March 14, 1997

Colorectal cancer regimen shows early promise

Colorectal cancer regimen shows early promise

reporter_3.14.97_4.jpg (26k)

Dr. Charles Blanke is studying a new three-drug combination to combat colorectal cancer.

A new combination of chemotherapeutic drugs is showing promising early results in treating colorectal cancer.

In a study conducted at Vanderbilt University Medical Center, the new three-drug regimen produced an overall response rate of 50 percent among colorectal cancer patients, a marked improvement over the existing standard treatment's 23 percent overall response rate.

VUMC researchers found that by combining the standard treatment for colorectal cancer ‹ the drugs 5-fluorouracil (5FU) and leucovorin ‹ with the drug trimetrexate, response rates in patients with unresectable or metastatic colorectal cancer improved, said Dr. Charles D. Blanke, assistant professor of Medicine and the study's principal investigator.

"We observed a 50 percent overall response rate. Also, 7 percent of patients had a complete response, which is a larger number than we expected. These are exciting results," Blanke said.

The results of the phase II trial were recently published in the Journal of Clinical Oncology.

The complete responses were seen in patients with disease which had spread only to the liver, but partial responses were seen in all disease sites, Blanke said. The median duration of response was 15.5 weeks. Median survival for the entire group of study participants was 53.4 weeks, a slight improvement over previously reported analyses, which averaged approximately 10 months.

Colorectal cancer persists as a major health problem, representing the third most frequently diagnosed cancer among both men and women as well as the third leading cause of cancer death. According to Blanke, 131,200 people will be diagnosed with colorectal cancer this year, and 54,900 will die. The five-year survival rate for all patients with the colorectal cancer is 62 percent, which plummets to less than 7 percent for those with metastatic disease.

"Current survival rates for people with advanced colorectal cancer are dismally low," Blanke said. "Our intention is to discover new methods of improving response rates and overall survival for these patients."

The drug trimetrexate has previously been used in the treatment of pneumonia and AIDS, but is now being applied to cancer research. A synthetic inhibitor of dihydrofolate reductase, trimetrexate differs from classical antifolates such as methotrexate in several ways. It does not require activation by the enzyme folylpolyglutarnyl synthetase, and does not use the reduced folate transport system to enter cancer cells, thus avoiding competition for uptake when administered with leucovorin.

Trimetrexate has a broader spectrum of in vitro and in vivo activity than methotrexate and may be effective in cells resistant to methotrexate.

The phase II trial involved 36 patients, age 18 or older, who had incurable recurrent or metastatic cancer of the colon or rectum. Prior radiation or adjuvant chemotherapy were allowed, provided at least six months had passed since chemotherapy.

The triple combination of drugs was generally considered to be manageable. Hematologic toxicity tended to be low-grade, and side effects primarily involved the gastrointestinal tract, with 58 percent of patients experiencing severe diarrhea.

The promising results of the completed phase II trial are now being tested further in a phase III trial currently under way. In this study, the three-drug regimen's efficacy will be tested head-to-head against the standard treatment.

"The next trial will look more closely at survival issues," Blanke said. "We hope these exciting preliminary results will be duplicated in ongoing phase III studies."

[RECORDED DATA]
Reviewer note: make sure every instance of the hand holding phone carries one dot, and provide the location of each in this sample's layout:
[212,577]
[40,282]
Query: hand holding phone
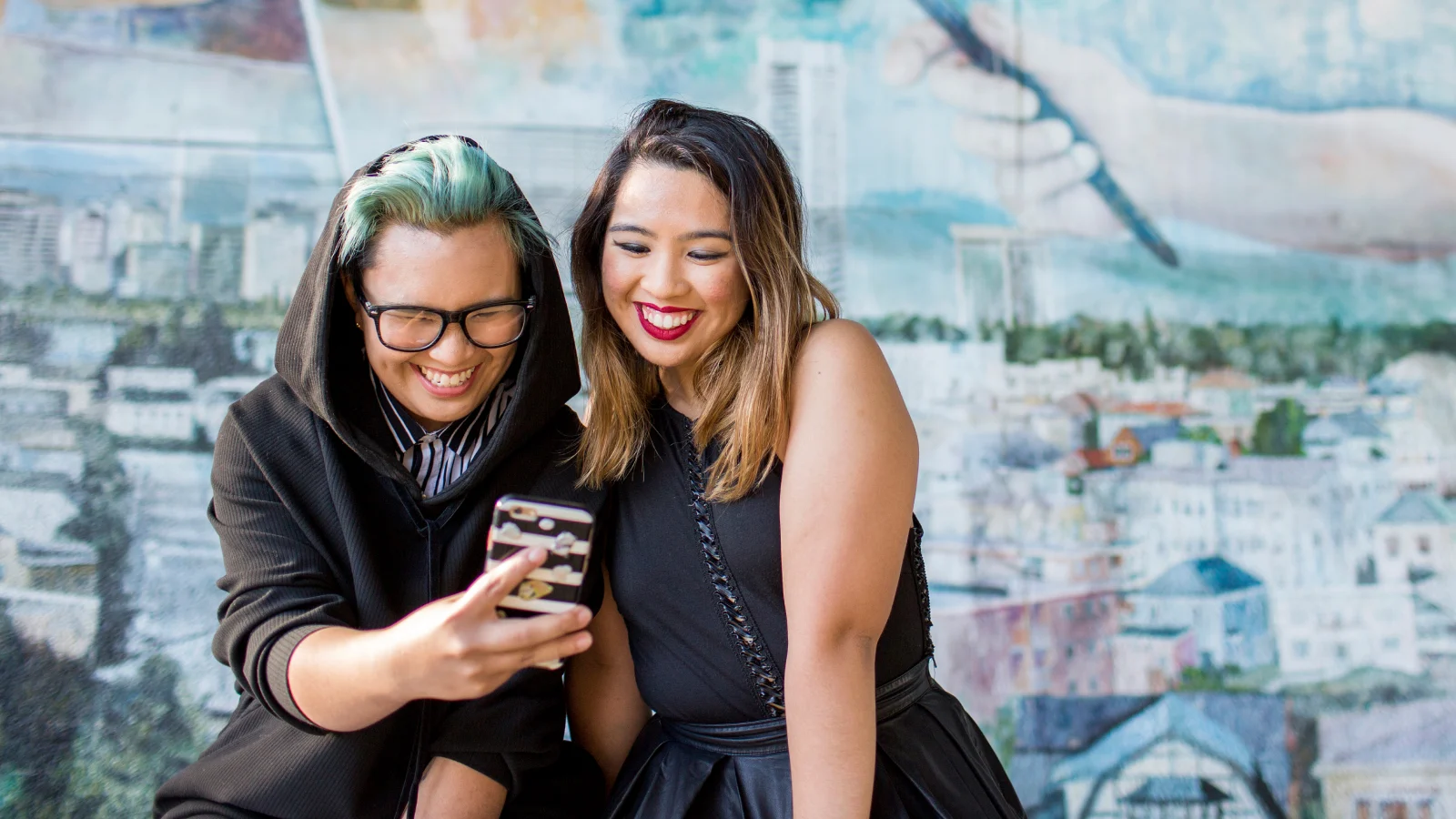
[560,528]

[THE TASK] According to the colorectal cancer article, how many patients took part in the phase II trial?

[RESULT OF THIS EXERCISE] 36 patients.